• Set exercise
Scale the records below, starting at the line that contains "Target: player's raised arm" and running through the final line of the records, with both ends included. Reproduce only those lines, requests included, and multiply every point coordinate in the answers by 0.6, rounding each result to a whole number with halves rounded up.

• Material supplied

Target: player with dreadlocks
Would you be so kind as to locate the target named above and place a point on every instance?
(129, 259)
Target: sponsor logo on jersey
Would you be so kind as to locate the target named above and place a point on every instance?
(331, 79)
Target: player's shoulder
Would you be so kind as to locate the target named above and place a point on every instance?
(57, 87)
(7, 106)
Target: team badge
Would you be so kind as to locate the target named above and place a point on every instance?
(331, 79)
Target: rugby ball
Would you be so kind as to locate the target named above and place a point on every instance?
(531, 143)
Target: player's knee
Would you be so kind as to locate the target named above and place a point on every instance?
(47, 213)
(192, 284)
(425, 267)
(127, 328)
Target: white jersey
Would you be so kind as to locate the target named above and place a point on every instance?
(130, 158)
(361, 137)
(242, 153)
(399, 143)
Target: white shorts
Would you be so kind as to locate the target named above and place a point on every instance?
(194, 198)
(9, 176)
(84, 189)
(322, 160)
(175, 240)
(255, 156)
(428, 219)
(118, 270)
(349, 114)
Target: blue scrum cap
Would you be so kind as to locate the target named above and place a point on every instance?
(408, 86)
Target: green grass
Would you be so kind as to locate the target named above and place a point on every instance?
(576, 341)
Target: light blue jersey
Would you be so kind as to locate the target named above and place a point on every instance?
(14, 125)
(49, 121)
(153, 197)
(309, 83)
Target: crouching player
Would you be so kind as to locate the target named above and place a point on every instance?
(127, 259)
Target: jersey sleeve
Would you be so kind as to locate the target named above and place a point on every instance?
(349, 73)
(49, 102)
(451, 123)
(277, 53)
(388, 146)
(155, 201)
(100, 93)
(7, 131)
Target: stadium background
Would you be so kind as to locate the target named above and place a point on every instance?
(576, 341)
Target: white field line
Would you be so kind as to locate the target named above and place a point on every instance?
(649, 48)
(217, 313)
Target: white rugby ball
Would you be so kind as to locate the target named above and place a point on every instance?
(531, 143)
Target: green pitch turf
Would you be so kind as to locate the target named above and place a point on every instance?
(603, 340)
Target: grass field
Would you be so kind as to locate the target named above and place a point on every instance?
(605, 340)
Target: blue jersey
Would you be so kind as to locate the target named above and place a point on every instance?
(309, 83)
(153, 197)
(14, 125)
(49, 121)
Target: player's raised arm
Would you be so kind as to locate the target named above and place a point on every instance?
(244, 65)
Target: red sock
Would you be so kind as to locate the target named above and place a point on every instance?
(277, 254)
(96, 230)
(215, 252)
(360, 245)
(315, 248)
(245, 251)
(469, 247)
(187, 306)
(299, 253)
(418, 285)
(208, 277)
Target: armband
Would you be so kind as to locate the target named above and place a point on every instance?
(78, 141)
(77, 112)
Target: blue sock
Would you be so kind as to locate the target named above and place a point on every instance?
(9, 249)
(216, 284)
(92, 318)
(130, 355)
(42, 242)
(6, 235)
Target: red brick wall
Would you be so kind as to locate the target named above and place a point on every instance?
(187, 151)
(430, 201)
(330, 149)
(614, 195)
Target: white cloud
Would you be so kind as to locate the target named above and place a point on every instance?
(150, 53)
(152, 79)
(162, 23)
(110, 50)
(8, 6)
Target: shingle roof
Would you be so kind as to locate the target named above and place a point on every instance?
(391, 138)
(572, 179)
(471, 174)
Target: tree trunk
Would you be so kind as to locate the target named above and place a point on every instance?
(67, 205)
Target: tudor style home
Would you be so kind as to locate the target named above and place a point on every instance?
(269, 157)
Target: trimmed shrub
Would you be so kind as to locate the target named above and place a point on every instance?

• Result of this task
Target: player's raised arm
Would you be so kind as to locate the target named above and place a point on every instance?
(146, 39)
Target: red sock
Would you be so kind as to locate the target named above and place a point on every instance?
(166, 152)
(58, 138)
(129, 151)
(216, 147)
(189, 149)
(147, 151)
(281, 148)
(112, 184)
(179, 152)
(251, 171)
(125, 166)
Target: armband
Would you be so kind as to locate the target named above and place a point on every instance?
(47, 85)
(46, 67)
Target: blue sock
Would you be so kind as to locate the target named above and place a point on every instance?
(5, 149)
(130, 170)
(55, 191)
(78, 213)
(25, 145)
(4, 141)
Target: red brick wall
Would you be so kind as to locate the target named above and place a point on every instance?
(112, 91)
(258, 121)
(198, 89)
(368, 117)
Target: white cloud
Would you be so kind as to locate the target named above and place a point on every instance?
(90, 32)
(91, 47)
(97, 14)
(66, 30)
(5, 4)
Target: shingle roof
Would you be so kind as to locate the target named above and place a point on every instance?
(235, 83)
(343, 107)
(283, 104)
Target: tree trunk
Would you be so kind as to locate the target named above and place a point on every instance?
(40, 123)
Target: tudor style home
Would you be so kind as to locate the target named above and place a point on every instance?
(161, 94)
Target: trimmed shrub
Would you be so kind as to locate the target named above and place a point on every instance?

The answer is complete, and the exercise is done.